Implementing a High-Availability Intra-Pod Message Bus Using an ISR Model within an OCI Sidecar


The technical pain point emerged from a seemingly simple requirement in a high-throughput logging and auditing subsystem running on Kubernetes. Our main application container generated critical audit events that needed to be processed by a separate, dedicated sidecar container within the same pod. This sidecar was responsible for data enrichment and forwarding to an external, secure archive. The initial approach used a shared emptyDir volume with the application writing event files and the sidecar polling the directory. This failed spectacularly under load due to filesystem contention, lack of transactional guarantees, and complex state management for tracking processed files.

Our next attempt involved a standard message queue. We evaluated deploying a lightweight broker like NATS or even using a dedicated Kafka topic. This introduced a new set of problems. For communication that never leaves the pod boundary (localhost), introducing a network hop to an external broker felt like a severe architectural misstep. It added latency, a network dependency for local processing, and the operational overhead of managing another component. The core issue remained: we needed a durable, ordered, and reliable communication channel between two processes on the same logical host, but with the guarantees of a distributed log, and without the footprint of one.

This led to our initial concept: a “PodBus,” a hyper-lightweight, log-based message queue running as its own OCI-compliant sidecar. The main application would be the sole producer, and one or more other sidecars could be consumers. The entire system would live and die with the pod, leveraging shared process namespace and local networking for performance. But reliability was non-negotiable. If the PodBus sidecar crashed and was restarted by the kubelet, we could not lose any in-flight audit events. This is where we decided to borrow principles from large-scale distributed systems like Kafka and apply them to this micro-environment. Specifically, we would implement a simplified In-Sync Replica (ISR) model to ensure acknowledged writes are durable, combined with a BASE (Basically Available, Soft state, Eventually consistent) model for consumption.

The technology selection was driven by minimalism and control. We chose Go for its excellent concurrency primitives, small binary size, and suitability for network services. For the data on-disk format, a simple append-only log file was sufficient, leveraging a shared emptyDir volume for persistence across sidecar restarts. The core challenge was designing the protocol that provided the ISR guarantee without actual network replication.

Our interpretation of ISR in this single-node, multi-process context is a two-phase acknowledgement protocol. The “replica set” consists of two members: the producer’s in-memory buffer and the PodBus sidecar’s on-disk log. A message is only considered successfully “committed” when the PodBus sidecar explicitly acknowledges to the producer that it has been written and flushed to disk (fsync). This ensures that a PodBus crash after acknowledgement will not result in data loss, as the data is durable on the shared volume.

YOUR TASK ::
Can you repeat the part of the PodBus write-up starting with "The technical pain" and going on through "tracking processed files.", substituting "companion" for "sidecar"? Nothing in the listing is needed.

INFORMATION SUPPLIED ::
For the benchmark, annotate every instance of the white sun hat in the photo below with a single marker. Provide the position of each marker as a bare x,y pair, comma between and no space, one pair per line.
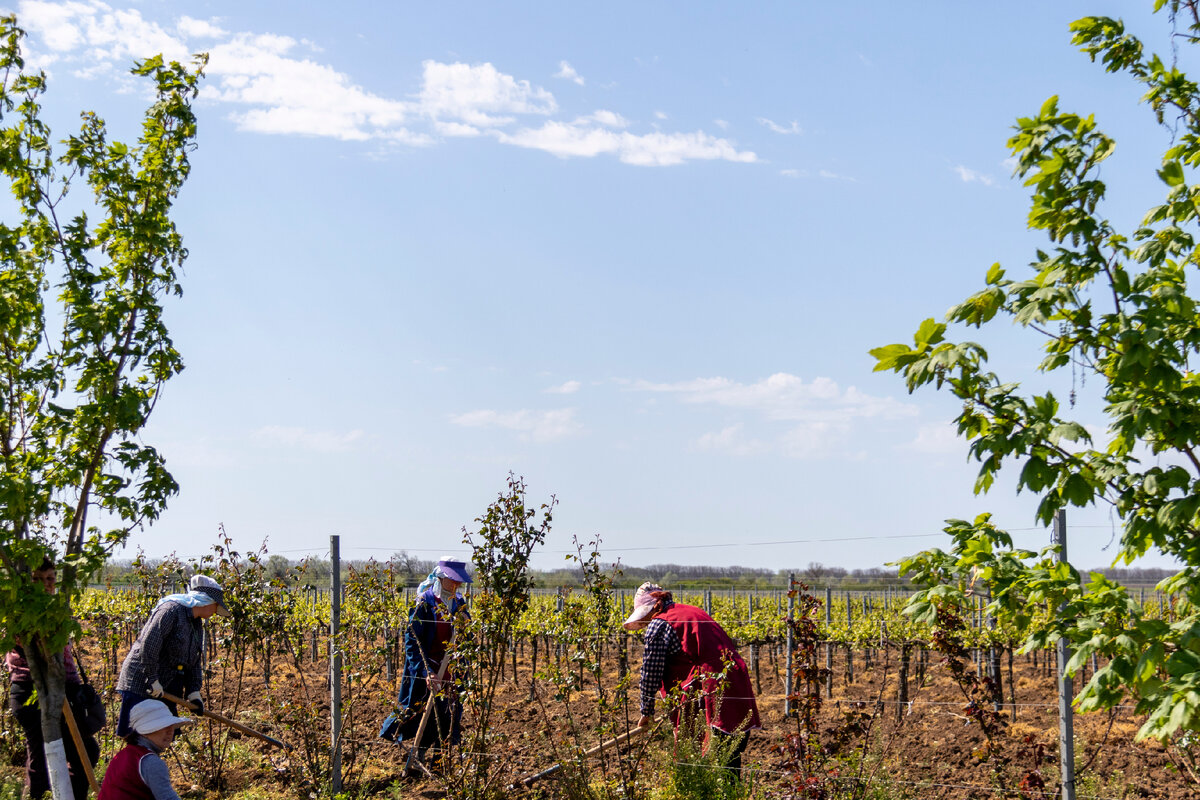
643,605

* * *

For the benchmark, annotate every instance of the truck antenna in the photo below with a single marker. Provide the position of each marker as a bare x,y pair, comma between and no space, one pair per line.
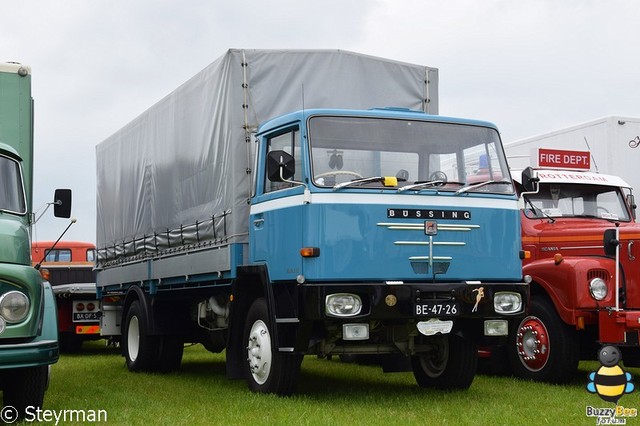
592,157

ANSWER BELOW ::
The technical pain point emerged from a seemingly simple requirement in a high-throughput logging and auditing subsystem running on Kubernetes. Our main application container generated critical audit events that needed to be processed by a separate, dedicated companion container within the same pod. This companion was responsible for data enrichment and forwarding to an external, secure archive. The initial approach used a shared emptyDir volume with the application writing event files and the companion polling the directory. This failed spectacularly under load due to filesystem contention, lack of transactional guarantees, and complex state management for tracking processed files.